Exercise directions -
From the top of the records below, return each line exactly, ending with the line that contains "mark the windshield | one pin per instance.".

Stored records
**********
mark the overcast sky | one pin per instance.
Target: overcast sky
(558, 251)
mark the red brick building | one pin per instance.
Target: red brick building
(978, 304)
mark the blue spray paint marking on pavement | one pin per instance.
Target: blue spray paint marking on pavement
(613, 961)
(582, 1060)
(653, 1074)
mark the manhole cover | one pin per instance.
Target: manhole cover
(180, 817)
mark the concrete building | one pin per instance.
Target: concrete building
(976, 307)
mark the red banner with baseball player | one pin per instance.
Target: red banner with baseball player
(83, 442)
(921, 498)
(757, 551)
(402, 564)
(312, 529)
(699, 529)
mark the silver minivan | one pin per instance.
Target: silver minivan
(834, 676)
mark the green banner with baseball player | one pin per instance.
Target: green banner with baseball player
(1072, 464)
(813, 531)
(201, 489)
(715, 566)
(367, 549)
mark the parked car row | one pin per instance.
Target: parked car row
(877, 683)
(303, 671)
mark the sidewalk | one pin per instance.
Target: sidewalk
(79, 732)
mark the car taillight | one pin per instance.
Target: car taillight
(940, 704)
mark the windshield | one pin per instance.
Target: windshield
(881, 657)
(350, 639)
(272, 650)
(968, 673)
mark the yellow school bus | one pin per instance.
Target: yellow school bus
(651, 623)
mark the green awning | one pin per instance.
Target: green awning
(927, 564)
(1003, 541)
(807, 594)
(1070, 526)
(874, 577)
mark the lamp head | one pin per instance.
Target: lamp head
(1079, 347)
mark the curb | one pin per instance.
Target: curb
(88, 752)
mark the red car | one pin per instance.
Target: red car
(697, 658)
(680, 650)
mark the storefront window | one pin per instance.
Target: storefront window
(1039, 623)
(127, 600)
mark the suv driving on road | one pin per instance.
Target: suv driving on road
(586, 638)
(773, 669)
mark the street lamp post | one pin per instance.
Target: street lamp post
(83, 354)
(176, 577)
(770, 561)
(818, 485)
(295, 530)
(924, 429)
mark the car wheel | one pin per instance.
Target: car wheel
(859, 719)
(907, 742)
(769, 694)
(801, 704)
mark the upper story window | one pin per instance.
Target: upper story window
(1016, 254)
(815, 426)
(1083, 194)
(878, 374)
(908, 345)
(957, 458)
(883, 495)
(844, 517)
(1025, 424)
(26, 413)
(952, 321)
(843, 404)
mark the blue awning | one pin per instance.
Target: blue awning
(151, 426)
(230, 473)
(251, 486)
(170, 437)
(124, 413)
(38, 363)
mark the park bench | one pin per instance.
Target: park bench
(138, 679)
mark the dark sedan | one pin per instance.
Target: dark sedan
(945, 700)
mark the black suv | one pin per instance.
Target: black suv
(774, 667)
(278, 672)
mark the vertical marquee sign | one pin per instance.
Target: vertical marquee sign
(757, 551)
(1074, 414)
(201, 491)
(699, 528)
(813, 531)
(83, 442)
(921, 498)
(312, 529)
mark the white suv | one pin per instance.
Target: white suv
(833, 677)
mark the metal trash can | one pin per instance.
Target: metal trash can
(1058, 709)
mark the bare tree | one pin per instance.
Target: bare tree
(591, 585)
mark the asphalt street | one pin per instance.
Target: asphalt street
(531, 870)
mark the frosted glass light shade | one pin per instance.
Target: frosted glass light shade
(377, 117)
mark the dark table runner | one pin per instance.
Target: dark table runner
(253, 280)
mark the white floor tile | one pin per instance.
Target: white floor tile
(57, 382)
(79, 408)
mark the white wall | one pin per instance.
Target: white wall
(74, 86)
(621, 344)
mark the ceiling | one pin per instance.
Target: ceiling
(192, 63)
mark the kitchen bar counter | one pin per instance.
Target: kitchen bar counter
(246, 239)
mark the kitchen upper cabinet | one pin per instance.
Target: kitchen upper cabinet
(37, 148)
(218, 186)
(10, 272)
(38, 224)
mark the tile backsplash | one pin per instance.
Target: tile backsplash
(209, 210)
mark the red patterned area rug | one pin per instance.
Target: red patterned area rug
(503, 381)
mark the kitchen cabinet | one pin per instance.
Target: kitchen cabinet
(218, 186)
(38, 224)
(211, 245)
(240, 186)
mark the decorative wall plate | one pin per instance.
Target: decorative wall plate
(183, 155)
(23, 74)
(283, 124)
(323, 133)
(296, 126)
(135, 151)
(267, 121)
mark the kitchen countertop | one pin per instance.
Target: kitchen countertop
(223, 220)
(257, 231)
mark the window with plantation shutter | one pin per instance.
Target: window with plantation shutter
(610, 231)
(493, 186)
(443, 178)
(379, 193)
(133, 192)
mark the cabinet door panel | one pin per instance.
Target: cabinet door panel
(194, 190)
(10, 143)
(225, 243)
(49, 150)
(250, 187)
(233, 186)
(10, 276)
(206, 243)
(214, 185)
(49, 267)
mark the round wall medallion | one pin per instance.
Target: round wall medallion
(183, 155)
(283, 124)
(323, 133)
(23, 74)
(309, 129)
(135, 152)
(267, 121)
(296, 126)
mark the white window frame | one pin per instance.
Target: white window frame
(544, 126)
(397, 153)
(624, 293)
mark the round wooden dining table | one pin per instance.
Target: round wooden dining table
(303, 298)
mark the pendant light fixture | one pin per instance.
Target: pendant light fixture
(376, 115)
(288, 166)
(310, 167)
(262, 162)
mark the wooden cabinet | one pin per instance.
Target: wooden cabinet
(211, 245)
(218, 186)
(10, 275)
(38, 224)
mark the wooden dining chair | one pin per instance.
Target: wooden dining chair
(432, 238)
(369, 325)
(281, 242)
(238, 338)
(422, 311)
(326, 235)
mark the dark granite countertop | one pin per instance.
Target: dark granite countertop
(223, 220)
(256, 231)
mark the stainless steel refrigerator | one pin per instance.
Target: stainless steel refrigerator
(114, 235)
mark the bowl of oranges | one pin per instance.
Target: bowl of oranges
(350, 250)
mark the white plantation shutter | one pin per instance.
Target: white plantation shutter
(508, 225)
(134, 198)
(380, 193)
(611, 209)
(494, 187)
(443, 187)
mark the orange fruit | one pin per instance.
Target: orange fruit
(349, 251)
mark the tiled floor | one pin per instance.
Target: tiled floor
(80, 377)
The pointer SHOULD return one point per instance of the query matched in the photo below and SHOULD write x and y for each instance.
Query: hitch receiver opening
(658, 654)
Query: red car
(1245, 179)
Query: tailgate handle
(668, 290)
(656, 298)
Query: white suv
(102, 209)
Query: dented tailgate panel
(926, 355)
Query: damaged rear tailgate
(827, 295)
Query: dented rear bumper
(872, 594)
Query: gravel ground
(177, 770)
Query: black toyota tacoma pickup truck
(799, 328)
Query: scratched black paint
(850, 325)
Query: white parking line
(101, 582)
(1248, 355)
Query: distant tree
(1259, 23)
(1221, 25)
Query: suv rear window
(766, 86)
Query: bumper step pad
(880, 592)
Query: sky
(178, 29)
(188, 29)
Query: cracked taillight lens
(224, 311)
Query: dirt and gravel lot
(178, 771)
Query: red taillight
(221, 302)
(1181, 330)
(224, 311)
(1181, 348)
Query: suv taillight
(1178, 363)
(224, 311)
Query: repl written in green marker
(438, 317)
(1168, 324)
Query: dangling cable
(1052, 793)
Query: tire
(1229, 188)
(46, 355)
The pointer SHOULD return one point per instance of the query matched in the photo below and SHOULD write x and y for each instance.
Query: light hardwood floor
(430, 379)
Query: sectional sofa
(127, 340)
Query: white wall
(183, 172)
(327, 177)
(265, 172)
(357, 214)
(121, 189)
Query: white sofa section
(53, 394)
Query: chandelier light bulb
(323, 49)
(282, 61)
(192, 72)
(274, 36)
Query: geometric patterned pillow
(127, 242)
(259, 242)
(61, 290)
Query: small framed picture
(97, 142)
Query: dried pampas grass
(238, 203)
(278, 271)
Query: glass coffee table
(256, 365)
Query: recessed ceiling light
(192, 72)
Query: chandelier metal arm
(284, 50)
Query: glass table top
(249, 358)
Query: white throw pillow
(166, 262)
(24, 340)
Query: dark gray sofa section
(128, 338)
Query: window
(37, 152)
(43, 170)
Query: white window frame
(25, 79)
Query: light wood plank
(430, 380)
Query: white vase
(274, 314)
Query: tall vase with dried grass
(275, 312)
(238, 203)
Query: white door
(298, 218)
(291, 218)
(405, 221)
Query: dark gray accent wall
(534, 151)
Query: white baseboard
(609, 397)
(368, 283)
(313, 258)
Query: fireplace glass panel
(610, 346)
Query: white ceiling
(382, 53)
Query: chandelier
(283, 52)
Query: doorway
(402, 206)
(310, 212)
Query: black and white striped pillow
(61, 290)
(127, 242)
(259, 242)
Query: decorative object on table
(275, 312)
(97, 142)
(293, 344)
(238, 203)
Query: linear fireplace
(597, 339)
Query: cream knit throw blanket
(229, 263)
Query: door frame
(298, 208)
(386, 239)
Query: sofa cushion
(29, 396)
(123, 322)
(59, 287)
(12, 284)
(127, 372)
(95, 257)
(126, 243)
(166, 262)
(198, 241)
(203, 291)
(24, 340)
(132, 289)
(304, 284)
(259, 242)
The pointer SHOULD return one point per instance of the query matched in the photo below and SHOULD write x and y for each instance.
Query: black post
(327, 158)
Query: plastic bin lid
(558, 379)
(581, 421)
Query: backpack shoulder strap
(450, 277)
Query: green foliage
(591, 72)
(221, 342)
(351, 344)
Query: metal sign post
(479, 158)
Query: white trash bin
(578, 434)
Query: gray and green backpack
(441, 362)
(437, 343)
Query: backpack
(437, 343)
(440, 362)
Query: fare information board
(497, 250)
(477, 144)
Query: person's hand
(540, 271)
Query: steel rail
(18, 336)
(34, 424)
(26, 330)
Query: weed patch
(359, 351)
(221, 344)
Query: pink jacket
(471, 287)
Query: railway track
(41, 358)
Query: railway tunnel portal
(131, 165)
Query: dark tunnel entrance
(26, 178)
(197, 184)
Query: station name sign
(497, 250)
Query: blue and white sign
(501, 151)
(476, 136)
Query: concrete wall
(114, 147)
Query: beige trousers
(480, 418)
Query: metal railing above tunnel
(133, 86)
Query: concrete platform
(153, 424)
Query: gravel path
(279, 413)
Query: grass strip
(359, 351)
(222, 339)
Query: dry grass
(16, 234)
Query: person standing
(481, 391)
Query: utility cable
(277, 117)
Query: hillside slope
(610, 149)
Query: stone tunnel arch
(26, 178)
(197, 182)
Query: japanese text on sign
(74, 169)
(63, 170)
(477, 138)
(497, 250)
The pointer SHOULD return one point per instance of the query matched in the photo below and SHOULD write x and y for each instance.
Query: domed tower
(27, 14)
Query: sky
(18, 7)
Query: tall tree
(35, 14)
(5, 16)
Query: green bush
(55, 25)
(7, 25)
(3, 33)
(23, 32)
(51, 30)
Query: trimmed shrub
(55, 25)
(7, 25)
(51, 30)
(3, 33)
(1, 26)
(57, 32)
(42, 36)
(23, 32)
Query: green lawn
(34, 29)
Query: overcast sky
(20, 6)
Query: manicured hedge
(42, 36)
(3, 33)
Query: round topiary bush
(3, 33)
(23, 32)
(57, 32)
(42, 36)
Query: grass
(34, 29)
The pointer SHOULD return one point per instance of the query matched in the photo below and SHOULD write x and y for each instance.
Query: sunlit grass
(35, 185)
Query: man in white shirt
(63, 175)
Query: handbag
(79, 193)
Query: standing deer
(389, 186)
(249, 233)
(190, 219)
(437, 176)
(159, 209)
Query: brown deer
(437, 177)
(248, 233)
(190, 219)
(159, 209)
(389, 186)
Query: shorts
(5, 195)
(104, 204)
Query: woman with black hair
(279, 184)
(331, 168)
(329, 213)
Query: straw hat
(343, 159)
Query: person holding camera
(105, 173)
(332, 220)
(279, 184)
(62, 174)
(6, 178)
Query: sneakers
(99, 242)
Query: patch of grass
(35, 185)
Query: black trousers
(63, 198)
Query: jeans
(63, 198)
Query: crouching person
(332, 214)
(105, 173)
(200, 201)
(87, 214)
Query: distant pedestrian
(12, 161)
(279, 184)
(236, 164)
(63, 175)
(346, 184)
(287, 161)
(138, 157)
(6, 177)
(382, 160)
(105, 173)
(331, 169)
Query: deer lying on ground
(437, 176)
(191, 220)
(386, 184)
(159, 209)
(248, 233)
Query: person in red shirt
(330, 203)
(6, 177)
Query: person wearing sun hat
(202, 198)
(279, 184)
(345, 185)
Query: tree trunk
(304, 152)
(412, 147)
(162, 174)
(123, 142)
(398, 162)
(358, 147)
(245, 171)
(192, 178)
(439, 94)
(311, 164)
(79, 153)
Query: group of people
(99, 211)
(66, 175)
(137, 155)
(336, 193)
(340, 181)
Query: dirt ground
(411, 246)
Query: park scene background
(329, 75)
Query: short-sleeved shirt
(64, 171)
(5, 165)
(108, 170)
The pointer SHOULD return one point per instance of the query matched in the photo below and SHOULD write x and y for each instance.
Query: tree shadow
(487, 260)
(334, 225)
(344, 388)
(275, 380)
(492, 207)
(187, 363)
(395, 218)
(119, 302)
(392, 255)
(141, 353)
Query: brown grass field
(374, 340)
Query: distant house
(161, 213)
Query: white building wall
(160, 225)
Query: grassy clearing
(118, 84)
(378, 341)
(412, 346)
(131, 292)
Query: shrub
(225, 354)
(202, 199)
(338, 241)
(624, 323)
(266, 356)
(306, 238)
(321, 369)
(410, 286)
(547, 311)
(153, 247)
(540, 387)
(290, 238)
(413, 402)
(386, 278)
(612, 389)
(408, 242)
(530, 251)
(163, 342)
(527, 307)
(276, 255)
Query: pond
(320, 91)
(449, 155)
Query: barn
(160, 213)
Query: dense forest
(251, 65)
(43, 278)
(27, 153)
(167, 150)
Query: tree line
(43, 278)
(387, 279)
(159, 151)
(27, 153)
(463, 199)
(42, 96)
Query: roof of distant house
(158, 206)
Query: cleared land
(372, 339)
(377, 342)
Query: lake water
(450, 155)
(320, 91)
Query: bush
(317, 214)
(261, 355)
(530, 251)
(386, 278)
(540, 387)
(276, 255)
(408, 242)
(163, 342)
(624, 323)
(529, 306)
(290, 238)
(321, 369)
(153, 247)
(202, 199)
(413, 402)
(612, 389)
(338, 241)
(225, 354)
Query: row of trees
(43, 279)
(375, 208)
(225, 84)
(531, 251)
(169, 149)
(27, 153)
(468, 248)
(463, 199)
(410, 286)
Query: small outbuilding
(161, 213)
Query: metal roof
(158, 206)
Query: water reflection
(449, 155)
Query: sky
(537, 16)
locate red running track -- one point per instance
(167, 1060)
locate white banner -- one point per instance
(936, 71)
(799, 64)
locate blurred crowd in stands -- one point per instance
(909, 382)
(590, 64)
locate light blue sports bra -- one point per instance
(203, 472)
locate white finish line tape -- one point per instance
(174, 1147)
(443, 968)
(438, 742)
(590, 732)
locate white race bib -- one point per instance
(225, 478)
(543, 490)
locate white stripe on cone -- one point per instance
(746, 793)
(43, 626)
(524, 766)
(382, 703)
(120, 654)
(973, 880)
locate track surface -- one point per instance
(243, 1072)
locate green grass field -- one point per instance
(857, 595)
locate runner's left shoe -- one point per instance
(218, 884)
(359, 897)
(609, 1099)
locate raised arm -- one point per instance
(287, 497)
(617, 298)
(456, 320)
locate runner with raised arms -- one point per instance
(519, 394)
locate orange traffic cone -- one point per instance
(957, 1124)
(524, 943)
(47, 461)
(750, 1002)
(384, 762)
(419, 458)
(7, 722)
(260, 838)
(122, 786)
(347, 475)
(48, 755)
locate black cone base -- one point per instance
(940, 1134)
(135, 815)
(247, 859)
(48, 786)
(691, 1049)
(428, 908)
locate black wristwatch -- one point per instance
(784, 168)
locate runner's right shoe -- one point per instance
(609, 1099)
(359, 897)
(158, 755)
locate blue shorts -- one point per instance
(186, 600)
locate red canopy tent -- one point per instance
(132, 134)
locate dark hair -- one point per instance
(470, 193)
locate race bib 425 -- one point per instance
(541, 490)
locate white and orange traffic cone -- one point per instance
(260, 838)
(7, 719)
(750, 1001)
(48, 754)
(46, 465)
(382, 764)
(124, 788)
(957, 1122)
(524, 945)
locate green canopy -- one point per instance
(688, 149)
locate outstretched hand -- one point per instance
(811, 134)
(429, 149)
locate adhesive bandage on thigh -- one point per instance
**********
Response -
mark the overcast sky | one pin per instance.
Target: overcast sky
(558, 251)
mark the red brick building | one pin per instance.
Target: red brick building
(978, 304)
mark the blue spray paint marking on pavement | one pin per instance.
Target: blue spray paint marking on pavement
(613, 961)
(582, 1060)
(653, 1074)
mark the manhole cover | one pin per instance.
Target: manhole cover
(180, 817)
mark the concrete building | one pin per instance.
Target: concrete building
(976, 307)
mark the red banner with baseball player | one pin per instance.
Target: red banner with baseball player
(83, 442)
(921, 498)
(757, 551)
(402, 564)
(312, 529)
(699, 529)
mark the silver minivan | one pin per instance.
Target: silver minivan
(834, 676)
mark the green banner with baseball player | one pin per instance.
Target: green banner with baseball player
(1072, 464)
(813, 531)
(201, 489)
(715, 566)
(367, 549)
mark the parked car row | one pin per instance.
Target: parked car row
(877, 683)
(303, 671)
mark the sidewalk | one pin per instance.
Target: sidewalk
(79, 732)
mark the car taillight | one pin per instance.
Target: car taillight
(940, 704)
mark the windshield | one pin per instance.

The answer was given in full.